# START OF ENTRIES SUPPLIED
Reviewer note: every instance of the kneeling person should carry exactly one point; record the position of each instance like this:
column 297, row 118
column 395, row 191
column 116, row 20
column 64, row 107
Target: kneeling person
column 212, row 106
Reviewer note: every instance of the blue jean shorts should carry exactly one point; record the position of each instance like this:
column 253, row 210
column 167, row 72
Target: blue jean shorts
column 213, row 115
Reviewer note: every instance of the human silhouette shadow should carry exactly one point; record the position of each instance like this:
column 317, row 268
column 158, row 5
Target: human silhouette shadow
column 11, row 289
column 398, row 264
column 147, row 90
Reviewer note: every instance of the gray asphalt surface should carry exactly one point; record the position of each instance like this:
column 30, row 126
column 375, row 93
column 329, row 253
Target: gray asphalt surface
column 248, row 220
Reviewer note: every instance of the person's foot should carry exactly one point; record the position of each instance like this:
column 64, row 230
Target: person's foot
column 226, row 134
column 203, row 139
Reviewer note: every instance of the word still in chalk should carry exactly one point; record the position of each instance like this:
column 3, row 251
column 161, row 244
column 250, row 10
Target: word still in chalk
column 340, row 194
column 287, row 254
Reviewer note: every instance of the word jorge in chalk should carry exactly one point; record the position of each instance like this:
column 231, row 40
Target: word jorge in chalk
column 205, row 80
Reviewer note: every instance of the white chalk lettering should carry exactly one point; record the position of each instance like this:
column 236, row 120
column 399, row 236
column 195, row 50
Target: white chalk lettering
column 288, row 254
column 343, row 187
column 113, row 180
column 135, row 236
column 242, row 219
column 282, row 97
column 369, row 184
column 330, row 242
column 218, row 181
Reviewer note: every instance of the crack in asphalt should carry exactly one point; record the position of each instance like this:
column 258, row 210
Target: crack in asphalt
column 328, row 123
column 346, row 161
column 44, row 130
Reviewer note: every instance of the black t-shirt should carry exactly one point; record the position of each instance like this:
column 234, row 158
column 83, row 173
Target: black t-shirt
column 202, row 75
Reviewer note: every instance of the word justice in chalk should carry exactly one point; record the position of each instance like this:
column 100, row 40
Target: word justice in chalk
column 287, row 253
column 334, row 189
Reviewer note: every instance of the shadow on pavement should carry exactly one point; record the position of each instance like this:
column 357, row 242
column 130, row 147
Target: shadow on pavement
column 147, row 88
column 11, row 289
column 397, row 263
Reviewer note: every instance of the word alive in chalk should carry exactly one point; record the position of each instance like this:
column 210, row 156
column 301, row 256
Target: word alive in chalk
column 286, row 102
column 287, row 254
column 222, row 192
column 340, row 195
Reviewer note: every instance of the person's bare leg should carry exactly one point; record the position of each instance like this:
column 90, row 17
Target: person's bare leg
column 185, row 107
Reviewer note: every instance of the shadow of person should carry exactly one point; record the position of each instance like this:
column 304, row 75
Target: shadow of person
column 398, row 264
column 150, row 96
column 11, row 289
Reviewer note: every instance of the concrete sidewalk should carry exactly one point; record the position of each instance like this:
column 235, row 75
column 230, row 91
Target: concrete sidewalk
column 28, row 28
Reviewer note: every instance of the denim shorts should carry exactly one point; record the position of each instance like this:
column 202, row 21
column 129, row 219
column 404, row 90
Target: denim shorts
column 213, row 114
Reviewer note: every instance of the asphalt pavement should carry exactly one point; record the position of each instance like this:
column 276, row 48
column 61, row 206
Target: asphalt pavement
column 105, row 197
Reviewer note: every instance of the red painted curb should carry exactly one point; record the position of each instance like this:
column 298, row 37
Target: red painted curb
# END OF ENTRIES SUPPLIED
▶ _REQUIRED WORK_
Return the lines of the items above exactly as they appear, starting with the line containing "Reviewer note: every instance of the white" and ending after the line containing "column 242, row 219".

▶ _RESPONSE FOR THIS EXERCISE_
Reviewer note: every instance of the white chalk lettering should carry exactly one point; record the position of each instance like this:
column 236, row 120
column 399, row 236
column 195, row 50
Target: white chalk lettering
column 288, row 254
column 343, row 187
column 113, row 180
column 135, row 236
column 242, row 219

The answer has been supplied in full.